### DATASET CONTENT
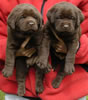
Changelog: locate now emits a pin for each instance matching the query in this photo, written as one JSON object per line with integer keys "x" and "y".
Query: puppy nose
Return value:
{"x": 66, "y": 26}
{"x": 31, "y": 23}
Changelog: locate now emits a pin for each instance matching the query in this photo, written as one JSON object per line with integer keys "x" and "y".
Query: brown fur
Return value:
{"x": 23, "y": 21}
{"x": 65, "y": 19}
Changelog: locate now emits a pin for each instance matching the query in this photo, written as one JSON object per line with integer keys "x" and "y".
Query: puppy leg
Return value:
{"x": 39, "y": 81}
{"x": 43, "y": 53}
{"x": 70, "y": 57}
{"x": 9, "y": 63}
{"x": 21, "y": 72}
{"x": 60, "y": 75}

### AIM OF THE TASK
Please return the whole listing above word for word, line by line, and leave the pictures out.

### CORRECT RESPONSE
Changelog: locate now emits a pin for each instance matching the query in this photo, written as one JSON object per line with integer keys "x" and "y".
Query: puppy nose
Return value:
{"x": 66, "y": 26}
{"x": 31, "y": 23}
Changelog: locate now emits a pin for each instance matching the query in this photo, written as one JSON object per line with integer keys "x" and "y".
Query: brown fur
Return value:
{"x": 23, "y": 21}
{"x": 65, "y": 19}
Changelog: locate now emits a pin for each instance matching the query in this photo, written as one JSON object per line with integer keys "x" and "y".
Query: puppy leg
Return value:
{"x": 39, "y": 81}
{"x": 43, "y": 53}
{"x": 70, "y": 57}
{"x": 9, "y": 63}
{"x": 21, "y": 72}
{"x": 60, "y": 75}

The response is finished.